# [The problem]
Return the data. Every word must match.

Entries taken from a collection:
Segment Open

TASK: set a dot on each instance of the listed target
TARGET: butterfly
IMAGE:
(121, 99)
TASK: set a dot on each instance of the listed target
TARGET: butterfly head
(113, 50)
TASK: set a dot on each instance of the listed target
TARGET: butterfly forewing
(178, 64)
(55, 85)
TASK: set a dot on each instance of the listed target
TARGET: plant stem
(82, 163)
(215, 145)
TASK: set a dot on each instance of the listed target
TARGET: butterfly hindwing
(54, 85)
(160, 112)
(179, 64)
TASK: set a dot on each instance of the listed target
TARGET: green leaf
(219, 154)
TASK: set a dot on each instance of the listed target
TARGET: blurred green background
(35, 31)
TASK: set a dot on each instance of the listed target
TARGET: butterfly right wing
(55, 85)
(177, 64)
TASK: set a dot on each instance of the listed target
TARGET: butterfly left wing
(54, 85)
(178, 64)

Segment Closed

# [Task solution]
TASK: set a dot on each instance of the listed target
TARGET: butterfly
IMAGE:
(121, 99)
TASK: set a dot on each instance of the listed target
TARGET: butterfly head
(113, 50)
TASK: set a dot on each instance of the listed target
TARGET: butterfly forewing
(178, 64)
(55, 85)
TASK: set a dot on each instance of the listed target
TARGET: plant stem
(82, 163)
(215, 145)
TASK: set a dot on each instance of the listed target
TARGET: butterfly hindwing
(54, 85)
(160, 112)
(179, 64)
TASK: set a dot on each instance of the listed target
TARGET: green leaf
(219, 154)
TASK: set a dot on each instance of the listed target
TARGET: blurred green background
(35, 31)
TASK: set a dot on each instance of the listed target
TARGET: butterfly right wing
(55, 85)
(177, 64)
TASK: set a dot on each instance of the listed target
TARGET: butterfly left wing
(54, 85)
(178, 64)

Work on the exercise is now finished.